**What is asked:** Render the lines below as a numbered list, leaving out any blank lines.

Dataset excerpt
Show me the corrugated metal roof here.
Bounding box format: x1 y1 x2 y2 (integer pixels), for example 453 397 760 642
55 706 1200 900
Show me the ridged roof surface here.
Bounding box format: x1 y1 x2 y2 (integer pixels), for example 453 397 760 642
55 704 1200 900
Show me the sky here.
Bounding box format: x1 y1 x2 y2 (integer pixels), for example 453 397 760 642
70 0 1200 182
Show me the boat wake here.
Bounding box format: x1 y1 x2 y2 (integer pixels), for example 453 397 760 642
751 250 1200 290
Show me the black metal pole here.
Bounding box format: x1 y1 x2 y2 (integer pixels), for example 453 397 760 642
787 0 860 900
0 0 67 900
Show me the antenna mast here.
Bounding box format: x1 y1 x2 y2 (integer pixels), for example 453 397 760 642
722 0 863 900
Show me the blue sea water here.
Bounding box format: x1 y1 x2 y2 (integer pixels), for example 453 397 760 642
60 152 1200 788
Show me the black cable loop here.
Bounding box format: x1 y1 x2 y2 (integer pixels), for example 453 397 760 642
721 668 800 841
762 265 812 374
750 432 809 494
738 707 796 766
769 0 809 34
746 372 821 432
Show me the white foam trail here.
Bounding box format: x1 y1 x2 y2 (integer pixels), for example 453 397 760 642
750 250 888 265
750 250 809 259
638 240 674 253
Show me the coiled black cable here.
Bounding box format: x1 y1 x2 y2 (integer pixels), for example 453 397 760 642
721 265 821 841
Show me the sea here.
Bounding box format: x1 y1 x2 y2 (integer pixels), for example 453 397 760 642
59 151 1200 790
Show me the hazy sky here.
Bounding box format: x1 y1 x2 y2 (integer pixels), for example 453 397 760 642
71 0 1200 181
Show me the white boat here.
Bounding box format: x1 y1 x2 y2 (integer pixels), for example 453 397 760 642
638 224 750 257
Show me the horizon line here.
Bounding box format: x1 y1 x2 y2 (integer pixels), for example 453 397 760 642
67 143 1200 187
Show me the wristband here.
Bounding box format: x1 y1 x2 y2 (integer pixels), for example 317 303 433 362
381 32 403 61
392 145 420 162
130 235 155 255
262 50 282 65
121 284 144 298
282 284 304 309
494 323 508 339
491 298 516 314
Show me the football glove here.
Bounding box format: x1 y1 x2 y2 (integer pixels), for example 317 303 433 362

**Task solution:**
1. Show me the corrugated metal roof here.
2. Bounding box format: x1 y1 x2 y2 (integer pixels), for example 453 397 760 642
3. 55 706 1200 900
4. Show me the ridged roof surface here.
5. Bounding box format: x1 y1 x2 y2 (integer pixels), for example 453 397 760 642
6. 55 704 1200 900
7. Show me the sky here.
8. Bounding box format: x1 y1 x2 y2 (integer pixels), for example 453 397 760 642
9. 70 0 1200 182
10. Show me the boat wake here.
11. Bounding box format: x1 y1 x2 y2 (integer pixels), for example 453 397 760 642
12. 751 250 1200 290
13. Show me the black metal pole here.
14. Bounding box format: x1 y1 x2 y2 (integer pixels), for example 453 397 760 642
15. 787 0 860 900
16. 0 0 67 900
17. Show me the antenna mast here.
18. Bounding box format: x1 y1 x2 y2 (integer pixels), for example 453 397 760 642
19. 722 0 863 900
20. Show me the blue sea water here.
21. Bounding box format: x1 y1 x2 y2 (integer pixels), for example 453 397 760 642
22. 60 152 1200 788
23. Show me the black cable loop here.
24. Bounding box format: x1 y1 x2 y2 (integer pixels), for example 453 397 760 642
25. 721 668 800 841
26. 762 265 812 374
27. 750 432 809 494
28. 738 707 796 766
29. 769 0 809 34
30. 746 372 821 432
31. Show me the white foam trail here.
32. Bounding box format: x1 y1 x2 y2 (integer pixels), for example 453 397 760 642
33. 750 250 888 265
34. 750 250 809 259
35. 638 240 674 253
36. Show me the coiled black cable here.
37. Bounding box format: x1 y1 x2 y2 (integer pixels), for example 453 397 760 642
38. 721 265 821 841
39. Show me the sea here.
40. Bounding box format: x1 y1 x2 y2 (integer pixels), for example 453 397 760 642
41. 59 151 1200 790
42. Show me the hazy sky here.
43. Bounding box format: x1 y1 x2 y2 (integer pixels), for example 453 397 760 642
44. 71 0 1200 181
45. Show me the white boat here.
46. Bounding box format: x1 y1 x2 y2 (integer pixels), for example 453 397 760 642
47. 638 224 750 257
48. Show me the horizon line here.
49. Bounding box format: x1 y1 x2 y2 (integer pixels), for example 453 397 760 642
50. 67 143 1200 187
51. Show me the wristband here.
52. Bounding box format: x1 y1 x2 y2 (integer pixels), for example 317 303 433 362
53. 381 32 403 61
54. 392 145 420 162
55. 130 235 155 255
56. 262 50 282 65
57. 121 284 144 298
58. 282 284 304 309
59. 494 323 508 339
60. 491 298 516 314
61. Show me the football glove here.
62. Bounding box format: x1 y1 x2 y2 (integer pixels), for example 317 303 433 362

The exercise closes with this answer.